# Source
— begin —

User:Smalljim/AddBad

This user subpage is currently inactive and is retained for historical reference.
It was last substantively updated 21 April 2016.
If you want to revive discussion regarding the subject, you might try contacting the user in question or seeking broader input via a forum such as the village pump. It was last substantively updated 21 April 2016.

This page in a nutshell: A new generation of applications for recent changes patrol can be created, making better use of the information that's available in the recent changes feeds. A prototype application is described.

Recent changes patrol could be better![edit]

It's possible to create a new generation of applications for recent changes patrol (RCP) on Wikipedia. The current tools don't make optimal use of all the information that's available in Wikipedia's irc recent changes feed.

Available information[edit]

The information in a recent changes feed includes:

editor name or IP address
page edited, created or deleted
page size change
edit summaries, including standard ones like "page blanking"

— end —

# Dataset excerpts
— begin —

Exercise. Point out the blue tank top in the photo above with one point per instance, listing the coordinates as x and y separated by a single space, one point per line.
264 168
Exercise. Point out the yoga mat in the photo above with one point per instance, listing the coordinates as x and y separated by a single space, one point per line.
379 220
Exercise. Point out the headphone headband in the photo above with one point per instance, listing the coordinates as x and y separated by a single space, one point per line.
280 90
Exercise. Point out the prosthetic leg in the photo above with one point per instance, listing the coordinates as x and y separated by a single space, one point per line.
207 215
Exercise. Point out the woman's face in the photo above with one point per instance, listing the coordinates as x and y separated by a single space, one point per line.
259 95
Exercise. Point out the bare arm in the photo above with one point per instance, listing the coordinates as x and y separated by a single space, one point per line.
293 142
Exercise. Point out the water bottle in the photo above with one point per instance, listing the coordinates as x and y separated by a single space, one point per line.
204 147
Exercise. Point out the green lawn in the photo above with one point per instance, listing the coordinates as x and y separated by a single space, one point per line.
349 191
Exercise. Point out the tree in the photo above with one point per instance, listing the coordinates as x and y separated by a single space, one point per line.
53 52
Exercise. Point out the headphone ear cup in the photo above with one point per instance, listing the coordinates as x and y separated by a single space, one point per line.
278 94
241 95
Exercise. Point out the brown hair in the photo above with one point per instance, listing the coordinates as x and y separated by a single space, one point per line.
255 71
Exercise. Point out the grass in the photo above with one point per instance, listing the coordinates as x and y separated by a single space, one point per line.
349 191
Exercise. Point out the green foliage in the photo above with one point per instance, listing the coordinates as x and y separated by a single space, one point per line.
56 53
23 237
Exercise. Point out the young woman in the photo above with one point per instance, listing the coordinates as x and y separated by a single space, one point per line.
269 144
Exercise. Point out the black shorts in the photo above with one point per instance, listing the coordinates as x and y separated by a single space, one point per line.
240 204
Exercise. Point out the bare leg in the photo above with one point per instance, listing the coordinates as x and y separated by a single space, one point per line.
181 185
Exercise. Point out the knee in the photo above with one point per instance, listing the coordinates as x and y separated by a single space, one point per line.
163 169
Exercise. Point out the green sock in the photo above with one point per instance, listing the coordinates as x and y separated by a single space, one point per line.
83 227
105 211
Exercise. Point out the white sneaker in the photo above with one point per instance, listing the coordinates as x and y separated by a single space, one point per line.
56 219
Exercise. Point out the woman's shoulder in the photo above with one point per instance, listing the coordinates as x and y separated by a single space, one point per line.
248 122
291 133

— end —

# Goal
Translate this sentence from the page on recent changes patrol into Spanish: "It's possible to create a new generation of applications for recent changes patrol (RCP) on Wikipedia." The items are unrelated to the page on recent changes patrol.

# Output of the exercise
Es posible crear una nueva generación de aplicaciones para la patrulla de cambios recientes (RCP) en Wikipedia.